A view of downtown Birmingham.

The Eleventh Circuit Court of Appeals made a decision yesterday to allow plaintiffs to proceed in their endeavor to bring a lawsuit that challenges Alabama’s actions to nullify a City of Birmingham minimum wage ordinance that claims intentional racial discrimination. The Southern Poverty Law Center and the Partnership for Working Families weighed in on the decision in a statement.

“When Alabama’s majority-white Legislature passed a law that would reverse a majority-black municipality’s decision to increase its minimum wage, the intent was clear: to preserve the state’s long-standing racial wage gap in which African American low-wage workers earn up to 27 percent less than their white counterparts,” said Sam Brooke, SPLC deputy legal director. “The discriminatory intent cannot be denied.”

“That disparity is hard to ignore when you see the state going to great lengths to block cities like Birmingham from raising the minimum wage,” said Partnership for Working Families attorney, Miya Saika Chen.

The Court’s decision to allow the proceedings to take place ensures that Birmingham workers will be granted their day in court to prove that the ban on minimum wage increases in majority African-American communities is due to, “long, unconstitutional history of racial discrimination.”

** Actions to take **
1) Summarize the passage on the Birmingham minimum wage ruling in two sentences.
2) Pick up the passage on the Birmingham minimum wage ruling after its final sentence and carry it further.
You won't need the rows for any of this.

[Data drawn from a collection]
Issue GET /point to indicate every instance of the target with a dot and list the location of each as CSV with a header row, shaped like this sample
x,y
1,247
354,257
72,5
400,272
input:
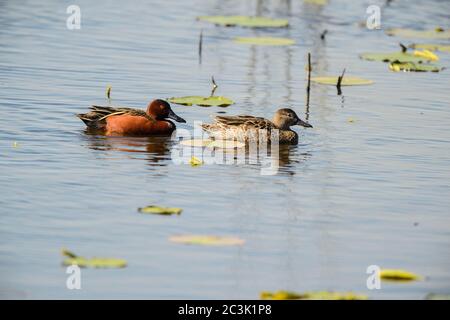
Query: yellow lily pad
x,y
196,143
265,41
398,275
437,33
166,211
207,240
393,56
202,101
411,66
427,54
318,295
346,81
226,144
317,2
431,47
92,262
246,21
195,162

==

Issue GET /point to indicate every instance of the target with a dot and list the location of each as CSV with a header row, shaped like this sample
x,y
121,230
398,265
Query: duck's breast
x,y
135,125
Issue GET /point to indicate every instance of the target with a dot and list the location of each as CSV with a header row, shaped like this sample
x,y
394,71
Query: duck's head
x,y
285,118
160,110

** Outputs **
1) The Eleventh Circuit Court of Appeals allowed plaintiffs to go forward with a lawsuit claiming that Alabama acted with intentional racial discrimination when it nullified a City of Birmingham minimum wage ordinance. In a statement, the Southern Poverty Law Center and the Partnership for Working Families said the majority-white Legislature meant to preserve the state's racial wage gap, and the ruling ensures Birmingham workers get their day in court.

2)
According to the press release, racial discrimination in regard to wage gaps between people of color and White employees is due to a longstanding dynamic of predominantly White legislators passing laws that negatively affect the working conditions and pay of these communities of color.

“Now is the time for us to join together across racial differences and ensure that working people, whether white, Black or brown, can provide for their families and prosper. We need to stand up to wealthy special interests and an old guard that has always rigged the rules in its favor.”

Last year, the SPLC and the Partnership for Working Families filed an amicus brief that supported the lawsuit that outlined the continuing role that race played in Alabama’s decision to block the minimum wage ordinance with the passing of the bill, HB174.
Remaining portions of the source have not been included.